*** EXTRACTED RECORDS

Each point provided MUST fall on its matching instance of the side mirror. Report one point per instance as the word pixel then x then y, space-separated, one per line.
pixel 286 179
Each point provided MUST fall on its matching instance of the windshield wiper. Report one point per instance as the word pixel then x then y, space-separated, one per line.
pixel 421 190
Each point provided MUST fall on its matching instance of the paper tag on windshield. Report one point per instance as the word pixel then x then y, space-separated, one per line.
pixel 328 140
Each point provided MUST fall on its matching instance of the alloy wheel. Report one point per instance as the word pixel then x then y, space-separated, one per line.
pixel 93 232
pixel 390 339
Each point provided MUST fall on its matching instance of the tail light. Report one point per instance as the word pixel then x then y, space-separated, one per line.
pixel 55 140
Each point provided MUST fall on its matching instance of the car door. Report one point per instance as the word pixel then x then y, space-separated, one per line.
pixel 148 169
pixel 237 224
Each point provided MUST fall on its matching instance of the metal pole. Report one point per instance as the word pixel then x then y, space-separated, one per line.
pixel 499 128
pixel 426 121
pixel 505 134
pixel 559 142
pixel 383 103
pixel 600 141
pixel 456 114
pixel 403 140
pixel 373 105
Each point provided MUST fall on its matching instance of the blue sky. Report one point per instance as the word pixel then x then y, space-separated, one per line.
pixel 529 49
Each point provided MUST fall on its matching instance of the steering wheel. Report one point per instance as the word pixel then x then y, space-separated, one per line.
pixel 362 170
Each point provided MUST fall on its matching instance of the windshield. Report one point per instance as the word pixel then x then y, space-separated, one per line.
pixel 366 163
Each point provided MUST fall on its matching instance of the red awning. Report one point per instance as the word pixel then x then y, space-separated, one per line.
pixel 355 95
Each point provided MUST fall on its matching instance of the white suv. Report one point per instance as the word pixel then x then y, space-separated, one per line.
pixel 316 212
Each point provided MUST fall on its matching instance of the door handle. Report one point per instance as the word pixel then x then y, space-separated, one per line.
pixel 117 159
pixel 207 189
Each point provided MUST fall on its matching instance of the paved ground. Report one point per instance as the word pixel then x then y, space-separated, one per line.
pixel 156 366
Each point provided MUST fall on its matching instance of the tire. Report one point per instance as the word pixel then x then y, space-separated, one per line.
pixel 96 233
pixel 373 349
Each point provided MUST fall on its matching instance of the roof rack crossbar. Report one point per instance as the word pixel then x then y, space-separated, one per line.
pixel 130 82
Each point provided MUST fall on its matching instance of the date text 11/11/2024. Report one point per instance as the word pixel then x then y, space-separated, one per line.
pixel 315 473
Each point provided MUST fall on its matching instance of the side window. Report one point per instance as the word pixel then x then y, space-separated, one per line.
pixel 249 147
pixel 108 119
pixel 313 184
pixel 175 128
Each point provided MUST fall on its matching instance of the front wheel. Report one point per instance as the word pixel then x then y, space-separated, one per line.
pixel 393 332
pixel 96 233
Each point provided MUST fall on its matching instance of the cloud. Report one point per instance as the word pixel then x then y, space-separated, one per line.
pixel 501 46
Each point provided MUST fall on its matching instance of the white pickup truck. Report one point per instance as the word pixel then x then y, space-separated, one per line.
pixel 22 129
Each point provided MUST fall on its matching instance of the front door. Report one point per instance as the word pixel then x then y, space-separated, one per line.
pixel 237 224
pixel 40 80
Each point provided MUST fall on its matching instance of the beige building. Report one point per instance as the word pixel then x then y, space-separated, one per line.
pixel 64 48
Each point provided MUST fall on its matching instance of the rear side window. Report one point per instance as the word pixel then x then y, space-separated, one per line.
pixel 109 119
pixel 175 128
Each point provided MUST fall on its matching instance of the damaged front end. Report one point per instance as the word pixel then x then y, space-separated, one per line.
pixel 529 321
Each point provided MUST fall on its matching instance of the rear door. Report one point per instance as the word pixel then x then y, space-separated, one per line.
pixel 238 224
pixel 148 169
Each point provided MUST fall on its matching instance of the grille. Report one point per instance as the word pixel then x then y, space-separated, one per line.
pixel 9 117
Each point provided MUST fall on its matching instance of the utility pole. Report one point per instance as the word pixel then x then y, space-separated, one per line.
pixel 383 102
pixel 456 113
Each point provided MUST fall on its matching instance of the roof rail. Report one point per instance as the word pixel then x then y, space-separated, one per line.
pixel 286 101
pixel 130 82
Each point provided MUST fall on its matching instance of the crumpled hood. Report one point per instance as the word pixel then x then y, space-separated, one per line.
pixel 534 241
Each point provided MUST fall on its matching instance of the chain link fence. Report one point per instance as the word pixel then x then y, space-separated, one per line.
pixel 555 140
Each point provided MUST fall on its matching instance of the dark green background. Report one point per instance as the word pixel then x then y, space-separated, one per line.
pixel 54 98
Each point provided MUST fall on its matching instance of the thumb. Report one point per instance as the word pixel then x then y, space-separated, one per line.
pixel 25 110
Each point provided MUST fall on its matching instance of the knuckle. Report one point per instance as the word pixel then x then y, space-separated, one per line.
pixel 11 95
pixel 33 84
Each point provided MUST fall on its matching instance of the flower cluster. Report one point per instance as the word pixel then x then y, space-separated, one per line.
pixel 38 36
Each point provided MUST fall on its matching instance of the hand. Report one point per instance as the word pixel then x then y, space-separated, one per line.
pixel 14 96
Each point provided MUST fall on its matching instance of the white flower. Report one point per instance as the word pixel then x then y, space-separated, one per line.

******

AIM OF THE TASK: Restate the full material word for word.

TASK RESULT:
Each point provided MUST fall on its matching instance of the side mirror. Report one point per instance as the word pixel then x then y, space-separated, one per line.
pixel 286 179
Each point provided MUST fall on its matching instance of the windshield wiper. Report one point per instance as the word pixel then x then y, space-separated, one per line.
pixel 421 190
Each point provided MUST fall on its matching instance of the paper tag on windshield. Report one point per instance as the word pixel then x then y, space-separated, one per line.
pixel 328 140
Each point provided MUST fall on its matching instance of the alloy wheel. Report one point per instance as the word pixel then x then y, space-separated, one per line.
pixel 93 232
pixel 390 339
Each point provided MUST fall on its matching instance of the tail light. Report one point per instance as the word pixel then x then y, space-separated, one per line.
pixel 55 140
Each point provided MUST fall on its matching instance of the car door. Report one point per instance as the word pixel then x then y, space-separated, one per line.
pixel 148 169
pixel 237 224
Each point provided MUST fall on its matching instance of the metal pole. Report one point per instance as the word pixel then x then y, space-separated, one per line.
pixel 499 128
pixel 426 121
pixel 505 134
pixel 559 142
pixel 383 103
pixel 600 141
pixel 456 114
pixel 403 140
pixel 373 105
Each point provided MUST fall on its matching instance of the blue sky. Report one point per instance as the word pixel then x then y, space-separated, one per line.
pixel 529 49
Each point provided MUST fall on its matching instance of the steering wheel. Report one point per instance as the word pixel then x then y, space-separated, one per line.
pixel 362 170
Each point provided MUST fall on its matching instance of the windshield. Report one point per instance as the word pixel then x then y, space-separated, one per line.
pixel 366 163
Each point provided MUST fall on its matching instance of the red awning. Report one point per instance as the word pixel then x then y, space-separated, one per line.
pixel 355 95
Each point provided MUST fall on its matching instance of the white suv. Report one point per instance as the word pixel then x then y, space-separated, one per line.
pixel 316 212
Each point provided MUST fall on its matching instance of the door handle. Report one point per instance as the word pixel then x then y, space-separated, one per line.
pixel 117 159
pixel 207 189
Each point provided MUST fall on its matching instance of the paved ground. Report one point per instance as the word pixel then x then y, space-separated, one per line.
pixel 156 366
Each point provided MUST fall on its matching instance of the tire. Report one point per instance as the word pixel then x then y, space-separated, one per line.
pixel 96 233
pixel 373 349
Each point provided MUST fall on its matching instance of the roof rack crossbar. Report one point per instance as the word pixel then x then y, space-separated, one per line.
pixel 130 82
Each point provided MUST fall on its matching instance of the date text 11/11/2024. Report one point per instance as the word pixel then x then y, space-separated, one per line.
pixel 315 473
Each point provided MUST fall on its matching instance of the side window. Report one point per instance as the word pixel then x then y, space-separated, one per line.
pixel 249 147
pixel 108 119
pixel 313 184
pixel 175 128
Each point provided MUST fall on its matching instance of the front wheel. Report one point per instance as the word pixel then x then y, space-separated, one per line.
pixel 393 332
pixel 96 233
Each point provided MUST fall on its matching instance of the cloud. Report one point per instance as the word pixel then x then y, space-separated, one per line.
pixel 501 46
Each point provided MUST fall on its matching instance of the white pickup truck. Report one point per instance as the word pixel then x then y, space-separated, one per line.
pixel 22 129
Each point provided MUST fall on its matching instance of the front door. Report one point per instance as the word pixel then x then y, space-separated, one per line.
pixel 237 224
pixel 40 80
Each point provided MUST fall on its matching instance of the beige building. Report one point per instance as the word pixel then x then y, space-separated, one per line.
pixel 64 48
Each point provided MUST fall on its matching instance of the rear side window. Report one point per instance as the word pixel then x then y, space-separated, one per line.
pixel 109 119
pixel 175 128
Each point provided MUST fall on its matching instance of the damaged front end. Report one point per instance as the word pixel then x then y, space-separated, one per line.
pixel 529 321
Each point provided MUST fall on its matching instance of the rear door. Report one point per instance as the word pixel then x then y, space-separated, one per line.
pixel 238 224
pixel 148 169
Each point provided MUST fall on its matching instance of the grille. Report one point per instance as the word pixel then x then y, space-separated, one per line.
pixel 9 117
Each point provided MUST fall on its matching instance of the utility pole. Report one point per instance as the word pixel then x then y, space-separated, one per line.
pixel 383 102
pixel 456 113
Each point provided MUST fall on its matching instance of the roof rail. Report one point per instance as the word pixel then x then y, space-separated, one per line.
pixel 286 101
pixel 130 82
Each point provided MUST fall on its matching instance of the crumpled hood. Report one point per instance as the word pixel then x then y, space-separated, one per line.
pixel 534 241
Each point provided MUST fall on its matching instance of the chain link fence. Report one point per instance as the word pixel then x then y, space-separated, one per line.
pixel 555 140
Each point provided MUST fall on its matching instance of the dark green background. Report one point per instance as the word pixel then x then y, space-separated, one per line.
pixel 54 98
Each point provided MUST fall on its matching instance of the thumb. Report one point per instance as the word pixel then x then y, space-separated, one per line.
pixel 25 110
Each point provided MUST fall on its matching instance of the knuckle. Report one point per instance as the word pixel then x then y, space-separated, one per line.
pixel 11 95
pixel 33 84
Each point provided MUST fall on its matching instance of the flower cluster. Report one point per instance as the word pixel then x then y, space-separated, one per line.
pixel 38 36
Each point provided MUST fall on its matching instance of the hand. Report one point per instance as the word pixel then x then y, space-separated, one per line.
pixel 14 96
Each point provided MUST fall on its matching instance of the white flower. Report one point per instance as the word pixel then x then y, space-separated, one per line.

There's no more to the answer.